So that nothing is lost, restate each entry exactly as supplied.

%%

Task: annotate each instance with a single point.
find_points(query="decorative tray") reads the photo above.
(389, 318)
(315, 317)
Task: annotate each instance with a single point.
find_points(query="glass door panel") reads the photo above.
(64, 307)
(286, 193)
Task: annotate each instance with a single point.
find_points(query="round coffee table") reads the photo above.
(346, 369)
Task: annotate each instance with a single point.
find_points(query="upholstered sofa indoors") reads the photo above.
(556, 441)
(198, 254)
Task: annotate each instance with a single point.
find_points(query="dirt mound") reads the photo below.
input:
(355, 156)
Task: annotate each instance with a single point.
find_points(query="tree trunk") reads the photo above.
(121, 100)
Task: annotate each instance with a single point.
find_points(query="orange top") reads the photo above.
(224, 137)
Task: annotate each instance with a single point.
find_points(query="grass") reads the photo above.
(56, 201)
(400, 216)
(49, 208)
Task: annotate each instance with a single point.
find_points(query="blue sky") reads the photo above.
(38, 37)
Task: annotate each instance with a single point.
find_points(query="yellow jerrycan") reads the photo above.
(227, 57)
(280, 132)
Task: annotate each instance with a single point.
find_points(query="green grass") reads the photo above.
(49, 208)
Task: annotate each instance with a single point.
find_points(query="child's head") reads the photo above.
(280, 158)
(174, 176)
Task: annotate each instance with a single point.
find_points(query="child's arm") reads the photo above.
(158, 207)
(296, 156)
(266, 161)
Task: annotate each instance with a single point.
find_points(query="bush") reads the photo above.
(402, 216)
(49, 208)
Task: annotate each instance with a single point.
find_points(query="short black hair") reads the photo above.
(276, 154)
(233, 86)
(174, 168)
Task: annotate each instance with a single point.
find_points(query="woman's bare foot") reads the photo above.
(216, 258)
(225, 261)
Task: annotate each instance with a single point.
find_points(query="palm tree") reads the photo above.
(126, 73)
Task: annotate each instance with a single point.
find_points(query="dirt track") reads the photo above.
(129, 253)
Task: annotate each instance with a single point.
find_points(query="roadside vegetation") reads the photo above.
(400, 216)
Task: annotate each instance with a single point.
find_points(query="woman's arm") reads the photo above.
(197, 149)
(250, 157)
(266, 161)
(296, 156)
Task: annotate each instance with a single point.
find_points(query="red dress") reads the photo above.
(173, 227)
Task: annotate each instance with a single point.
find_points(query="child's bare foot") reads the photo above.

%%

> [Exercise output]:
Task: annotate each instance with a single point.
find_points(query="decorative tray") reads the photo above.
(389, 318)
(315, 317)
Task: annotate each instance with a single point.
find_points(query="glass door panel") reads the photo above.
(64, 307)
(286, 193)
Task: annotate each instance with a single point.
find_points(query="round coffee table") reads the photo above.
(346, 369)
Task: annotate each instance with a single point.
find_points(query="upholstered sofa indoors") reads the photo above.
(556, 441)
(198, 254)
Task: annotate each instance with a single point.
find_points(query="dirt mound") reads the photo below.
input:
(355, 156)
Task: annotate each instance with a single point.
find_points(query="tree trunk") reads the photo above.
(121, 100)
Task: annotate each instance with a single point.
find_points(query="orange top") reads the photo above.
(224, 137)
Task: annotate each instance with a single point.
find_points(query="grass") reads the photo above.
(56, 201)
(400, 216)
(49, 208)
Task: annotate each instance with a single point.
find_points(query="blue sky") reads the photo above.
(38, 37)
Task: annotate each instance with a single point.
find_points(query="yellow jerrycan") reads the photo above.
(227, 57)
(280, 132)
Task: annotate each instance with a single point.
find_points(query="green grass") reads the photo above.
(49, 208)
Task: annotate each instance with a single point.
find_points(query="child's head") reads the photo above.
(280, 158)
(174, 176)
Task: annotate each instance with a single point.
find_points(query="child's arm") reads the photo above.
(158, 207)
(296, 156)
(266, 161)
Task: annotate each instance with a single point.
find_points(query="bush") reads the photo above.
(402, 216)
(49, 208)
Task: annotate each instance with a single point.
find_points(query="short black hair") reads the photo above.
(276, 154)
(233, 86)
(174, 168)
Task: annotate each instance with a single point.
find_points(query="woman's bare foot") reads the photo above.
(216, 258)
(225, 261)
Task: annotate each instance with a single point.
find_points(query="palm tree") reads the photo above.
(126, 73)
Task: annotate each instance with a single point.
find_points(query="dirt track") reads the photo above.
(129, 253)
Task: annotate each instance with a single point.
find_points(query="roadside vegetation") reads the photo above.
(400, 216)
Task: annotate each instance with a single point.
find_points(query="woman's arm") reads the photo above.
(197, 149)
(250, 157)
(266, 161)
(296, 156)
Task: annotate each instance with a single point.
find_points(query="red dress") reads the photo above.
(173, 227)
Task: annotate each instance with a single point.
find_points(query="child's bare foot") reads the photo above.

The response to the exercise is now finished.